Page extract:
My software won’t change the world much, but it makes me happy if it makes someone’s life easier, helps conserve biodiversity, or contributes indirectly to scientific knowledge. So, if you’re in a similar situation…

Building Your First R Package: A Quickstart Guide

This is a very concise tutorial covering the basic steps required to build an R package using devtools (I didn’t actually use devtools to develop popdemo, but it seems a better option now). I’ve included a few  links to other places for extra information. To start with: here’s an excellent comprehensive guide by Hadley Wickham to using devtools and here is an exhaustive guide to developing R.

The steps we will take are:

  1. Install tools
  2. Create a package skeleton
  3. Add/edit .R files
  4. Add/edit roxygen2 blocks in .R files
  5. Build .Rd files and NAMESPACE file
  6. Edit DESCRIPTION file
  7. Check the package
  8. Repeat 3-7 as necessary
  9. Build package
  10. Distribute (if you want to)

Before beginning, you should be familiar with coding in R and have some R functions you want to include in your package.  Also, it’s always best to use the most recent version of R.

  1. Install tools

First, it’s best to install some extra development tools (these are not R packages)

  • Windows: RTools (choose to allow the environment variables to be changed)
  • Mac: Xcode
  • Linux (Ubuntu/Debian only): r-base-dev package

Second, install a LaTeX compiler (also not an R package)

  • Windows: MiKTeX (choose ‘Yes’ to install missing packages on-the-fly and run the updater after installation)
  • Mac: MacTeX
  • Linux (Ubuntu/Debian only): texlive-full package

Third, install the devtools package (this is an R package), using install.packages("devtools") from within R.

All of the above development tools can be accessed and installed for free.

  1. Create package skeleton

When developing a package it’s called the ‘source’. Every source package has the same basic ‘skeleton’ structure, as illustrated below. This should include the following at least:

  • DESCRIPTION file
  • NAMESPACE file
  • ‘R’ folder (Actually you don’t HAVE to have the R folder if your package only contains data, but that’s fairly unusual)

Data extract:
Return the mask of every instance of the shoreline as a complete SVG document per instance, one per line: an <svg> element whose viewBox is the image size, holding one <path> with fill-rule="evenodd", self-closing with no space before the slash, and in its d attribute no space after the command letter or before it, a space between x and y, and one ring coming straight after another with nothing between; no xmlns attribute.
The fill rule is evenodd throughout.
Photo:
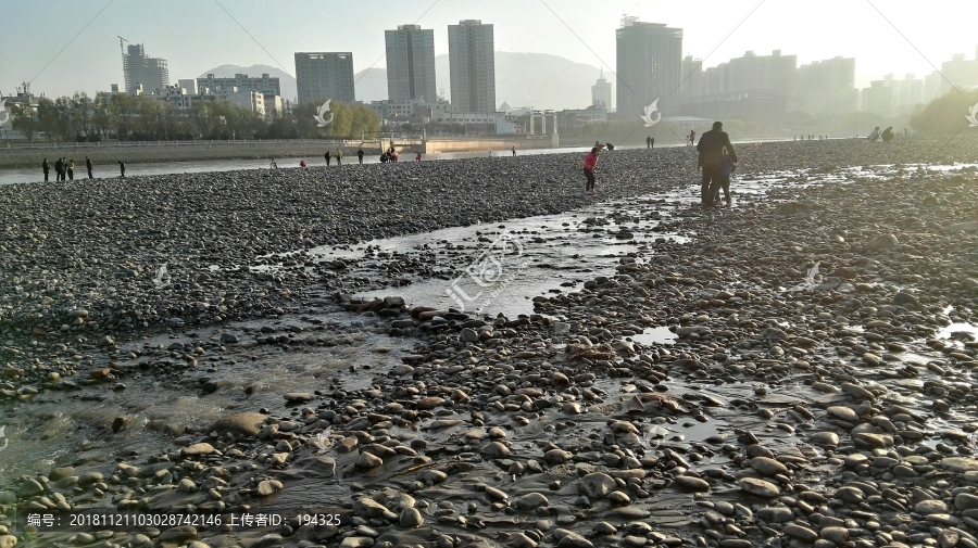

What is asked:
**1.** Retype the passage of the R package guide between "Second, install a" and "from within R.", inclusive.
**2.** Which package does the R package guide name as the LaTeX compiler for Ubuntu or Debian Linux?
Rely solely on the R package guide, not on the lines.

Solutions in order:
**1.**
Second, install a LaTeX compiler (also not an R package)

  • Windows: MiKTeX (choose ‘Yes’ to install missing packages on-the-fly and run the updater after installation)
  • Mac: MacTeX
  • Linux (Ubuntu/Debian only): texlive-full package

Third, install the devtools package (this is an R package), using install.packages("devtools") from within R.

**2.** The texlive-full package.